# DATA FOR THIS EXERCISE start

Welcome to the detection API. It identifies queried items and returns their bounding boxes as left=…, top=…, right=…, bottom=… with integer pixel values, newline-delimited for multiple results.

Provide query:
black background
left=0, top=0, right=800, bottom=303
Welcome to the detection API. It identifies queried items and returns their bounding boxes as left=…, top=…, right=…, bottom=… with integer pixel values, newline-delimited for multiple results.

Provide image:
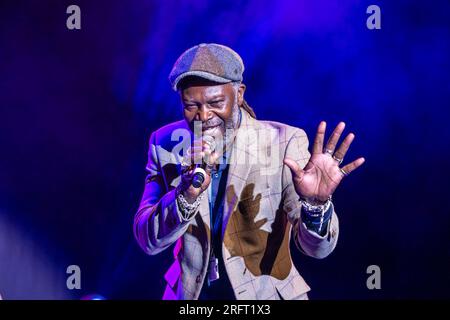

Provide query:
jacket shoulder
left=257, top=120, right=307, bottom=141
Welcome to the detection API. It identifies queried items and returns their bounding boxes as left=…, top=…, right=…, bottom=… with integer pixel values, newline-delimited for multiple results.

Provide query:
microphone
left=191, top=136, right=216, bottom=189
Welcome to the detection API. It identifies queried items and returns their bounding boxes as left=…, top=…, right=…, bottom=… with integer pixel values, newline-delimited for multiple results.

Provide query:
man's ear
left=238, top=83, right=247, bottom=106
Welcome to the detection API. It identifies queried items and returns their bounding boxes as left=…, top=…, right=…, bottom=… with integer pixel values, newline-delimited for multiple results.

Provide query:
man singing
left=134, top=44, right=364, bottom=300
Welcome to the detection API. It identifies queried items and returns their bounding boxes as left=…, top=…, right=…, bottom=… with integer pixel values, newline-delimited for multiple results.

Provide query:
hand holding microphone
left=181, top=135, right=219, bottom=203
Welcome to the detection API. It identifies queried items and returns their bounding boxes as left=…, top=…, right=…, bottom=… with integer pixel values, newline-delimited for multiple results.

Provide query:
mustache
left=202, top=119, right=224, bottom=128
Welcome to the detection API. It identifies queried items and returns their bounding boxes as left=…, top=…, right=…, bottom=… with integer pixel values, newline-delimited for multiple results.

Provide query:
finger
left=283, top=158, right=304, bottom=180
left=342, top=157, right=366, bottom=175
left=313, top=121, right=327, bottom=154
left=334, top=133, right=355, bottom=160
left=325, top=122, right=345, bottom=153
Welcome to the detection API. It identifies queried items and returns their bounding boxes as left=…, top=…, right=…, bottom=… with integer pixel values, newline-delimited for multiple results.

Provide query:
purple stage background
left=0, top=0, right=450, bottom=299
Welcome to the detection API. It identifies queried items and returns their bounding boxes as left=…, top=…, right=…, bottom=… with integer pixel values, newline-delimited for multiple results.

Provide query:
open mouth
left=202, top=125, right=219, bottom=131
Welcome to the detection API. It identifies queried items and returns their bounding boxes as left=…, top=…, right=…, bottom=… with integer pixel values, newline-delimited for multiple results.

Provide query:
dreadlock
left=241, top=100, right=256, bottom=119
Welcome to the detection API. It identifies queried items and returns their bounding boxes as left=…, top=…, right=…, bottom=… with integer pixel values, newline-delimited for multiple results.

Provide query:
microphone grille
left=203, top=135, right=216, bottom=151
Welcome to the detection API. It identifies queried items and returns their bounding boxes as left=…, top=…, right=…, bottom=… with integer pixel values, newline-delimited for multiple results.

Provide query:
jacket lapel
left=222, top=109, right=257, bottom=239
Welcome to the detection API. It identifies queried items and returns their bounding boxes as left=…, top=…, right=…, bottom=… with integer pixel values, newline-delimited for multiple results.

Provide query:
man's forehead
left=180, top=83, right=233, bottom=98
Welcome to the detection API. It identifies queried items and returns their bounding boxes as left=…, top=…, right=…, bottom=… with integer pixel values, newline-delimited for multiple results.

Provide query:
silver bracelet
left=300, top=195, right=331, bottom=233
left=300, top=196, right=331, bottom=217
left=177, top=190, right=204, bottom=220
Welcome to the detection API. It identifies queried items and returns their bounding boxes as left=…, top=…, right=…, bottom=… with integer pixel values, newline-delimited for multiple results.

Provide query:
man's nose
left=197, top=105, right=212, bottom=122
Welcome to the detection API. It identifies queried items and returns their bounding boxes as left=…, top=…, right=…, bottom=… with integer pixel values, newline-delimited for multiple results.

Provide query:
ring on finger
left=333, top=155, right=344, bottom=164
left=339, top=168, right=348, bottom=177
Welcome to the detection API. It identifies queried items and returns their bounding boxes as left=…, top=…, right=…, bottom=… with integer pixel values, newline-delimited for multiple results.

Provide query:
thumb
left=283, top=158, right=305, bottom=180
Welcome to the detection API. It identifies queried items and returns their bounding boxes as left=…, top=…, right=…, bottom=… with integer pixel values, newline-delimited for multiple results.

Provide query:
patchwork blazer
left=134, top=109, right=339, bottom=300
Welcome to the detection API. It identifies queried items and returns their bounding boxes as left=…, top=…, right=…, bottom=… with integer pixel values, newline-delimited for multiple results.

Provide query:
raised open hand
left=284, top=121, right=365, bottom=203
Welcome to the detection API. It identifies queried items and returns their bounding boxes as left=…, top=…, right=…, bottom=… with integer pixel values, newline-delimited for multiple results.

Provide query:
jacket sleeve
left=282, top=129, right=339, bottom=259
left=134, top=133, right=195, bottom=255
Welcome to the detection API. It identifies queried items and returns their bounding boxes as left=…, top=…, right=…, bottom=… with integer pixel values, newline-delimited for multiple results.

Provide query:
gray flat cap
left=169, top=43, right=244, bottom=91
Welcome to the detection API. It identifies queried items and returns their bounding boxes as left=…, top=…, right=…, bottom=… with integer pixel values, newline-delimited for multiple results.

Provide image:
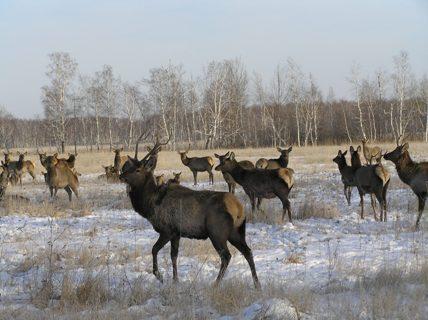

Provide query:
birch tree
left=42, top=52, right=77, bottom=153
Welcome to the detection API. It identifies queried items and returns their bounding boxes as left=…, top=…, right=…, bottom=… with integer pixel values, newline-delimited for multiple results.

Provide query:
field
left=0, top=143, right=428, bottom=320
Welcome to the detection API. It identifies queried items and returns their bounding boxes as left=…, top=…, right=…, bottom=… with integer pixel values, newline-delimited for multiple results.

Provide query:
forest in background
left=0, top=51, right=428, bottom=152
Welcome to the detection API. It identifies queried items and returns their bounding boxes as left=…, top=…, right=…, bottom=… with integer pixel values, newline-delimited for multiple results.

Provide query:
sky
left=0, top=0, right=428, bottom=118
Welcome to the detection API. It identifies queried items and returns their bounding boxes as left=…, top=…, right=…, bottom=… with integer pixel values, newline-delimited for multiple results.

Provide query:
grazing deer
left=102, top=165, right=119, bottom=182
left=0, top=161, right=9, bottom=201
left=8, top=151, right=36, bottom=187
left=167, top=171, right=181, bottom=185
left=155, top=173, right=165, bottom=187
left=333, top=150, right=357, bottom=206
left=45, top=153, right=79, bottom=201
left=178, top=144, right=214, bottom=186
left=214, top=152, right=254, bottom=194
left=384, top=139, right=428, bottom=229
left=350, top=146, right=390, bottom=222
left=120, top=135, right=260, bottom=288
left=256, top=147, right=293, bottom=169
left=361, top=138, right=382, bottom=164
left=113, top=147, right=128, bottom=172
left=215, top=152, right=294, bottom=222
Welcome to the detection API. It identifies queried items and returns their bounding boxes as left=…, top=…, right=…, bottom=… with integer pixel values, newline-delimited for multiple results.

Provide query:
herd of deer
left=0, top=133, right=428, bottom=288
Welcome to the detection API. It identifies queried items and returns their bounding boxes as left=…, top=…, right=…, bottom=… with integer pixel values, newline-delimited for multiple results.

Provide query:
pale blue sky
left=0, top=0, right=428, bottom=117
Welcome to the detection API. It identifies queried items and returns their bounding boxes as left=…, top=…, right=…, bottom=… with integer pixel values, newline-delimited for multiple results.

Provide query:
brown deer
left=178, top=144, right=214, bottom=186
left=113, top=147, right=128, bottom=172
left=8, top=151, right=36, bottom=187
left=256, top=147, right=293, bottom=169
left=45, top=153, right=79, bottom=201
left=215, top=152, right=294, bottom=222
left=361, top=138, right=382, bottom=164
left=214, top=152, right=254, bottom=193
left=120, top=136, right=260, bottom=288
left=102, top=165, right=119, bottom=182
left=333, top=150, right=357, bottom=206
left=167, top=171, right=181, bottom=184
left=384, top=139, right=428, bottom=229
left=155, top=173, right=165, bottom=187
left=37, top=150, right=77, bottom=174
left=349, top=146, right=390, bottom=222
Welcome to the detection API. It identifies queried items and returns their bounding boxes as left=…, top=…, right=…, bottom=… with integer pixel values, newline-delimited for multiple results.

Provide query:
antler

# DATA FOR THIS EXERCISE end
# DATA FOR THIS EXERCISE start

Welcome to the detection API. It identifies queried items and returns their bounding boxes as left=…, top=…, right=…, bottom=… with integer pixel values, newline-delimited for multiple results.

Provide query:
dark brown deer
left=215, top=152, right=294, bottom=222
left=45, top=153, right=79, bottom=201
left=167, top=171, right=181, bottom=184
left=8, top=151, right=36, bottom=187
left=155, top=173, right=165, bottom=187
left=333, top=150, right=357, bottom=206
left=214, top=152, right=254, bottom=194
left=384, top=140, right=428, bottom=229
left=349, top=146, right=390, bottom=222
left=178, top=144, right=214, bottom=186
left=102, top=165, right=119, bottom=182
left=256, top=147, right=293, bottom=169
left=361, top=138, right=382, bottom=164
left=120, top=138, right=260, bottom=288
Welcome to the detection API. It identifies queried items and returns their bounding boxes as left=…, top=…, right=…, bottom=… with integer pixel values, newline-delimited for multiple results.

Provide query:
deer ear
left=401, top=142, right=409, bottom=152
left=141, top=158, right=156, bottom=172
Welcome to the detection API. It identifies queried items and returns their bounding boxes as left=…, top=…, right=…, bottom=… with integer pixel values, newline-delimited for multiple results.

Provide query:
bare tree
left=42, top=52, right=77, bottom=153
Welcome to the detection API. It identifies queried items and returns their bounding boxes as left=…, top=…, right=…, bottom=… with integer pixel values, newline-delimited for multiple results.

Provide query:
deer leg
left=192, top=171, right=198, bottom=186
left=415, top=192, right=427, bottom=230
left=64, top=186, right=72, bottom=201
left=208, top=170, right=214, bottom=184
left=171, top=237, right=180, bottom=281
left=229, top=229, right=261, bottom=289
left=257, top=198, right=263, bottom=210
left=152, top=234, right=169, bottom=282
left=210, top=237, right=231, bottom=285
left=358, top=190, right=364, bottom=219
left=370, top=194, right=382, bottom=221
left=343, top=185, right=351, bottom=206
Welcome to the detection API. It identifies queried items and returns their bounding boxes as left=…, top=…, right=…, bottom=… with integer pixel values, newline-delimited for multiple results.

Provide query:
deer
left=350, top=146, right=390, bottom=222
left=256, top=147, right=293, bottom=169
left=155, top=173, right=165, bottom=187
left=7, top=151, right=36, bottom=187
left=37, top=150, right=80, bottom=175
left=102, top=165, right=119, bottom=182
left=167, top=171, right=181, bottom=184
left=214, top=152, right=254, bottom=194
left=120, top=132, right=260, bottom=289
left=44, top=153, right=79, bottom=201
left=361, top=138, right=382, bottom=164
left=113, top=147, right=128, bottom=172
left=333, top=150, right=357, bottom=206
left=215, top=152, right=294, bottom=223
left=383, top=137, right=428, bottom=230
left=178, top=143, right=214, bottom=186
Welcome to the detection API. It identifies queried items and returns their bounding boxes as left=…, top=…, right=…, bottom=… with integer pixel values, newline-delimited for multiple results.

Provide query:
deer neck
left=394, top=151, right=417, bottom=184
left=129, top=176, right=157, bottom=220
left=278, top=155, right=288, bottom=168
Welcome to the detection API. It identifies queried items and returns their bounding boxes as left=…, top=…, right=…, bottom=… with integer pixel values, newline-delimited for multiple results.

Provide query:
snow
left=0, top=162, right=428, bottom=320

# DATA FOR THIS EXERCISE end

### WRITTEN REQUEST:
Extract each line from the listing above that includes the word "hand".

### TASK RESPONSE:
hand holding microphone
raised open hand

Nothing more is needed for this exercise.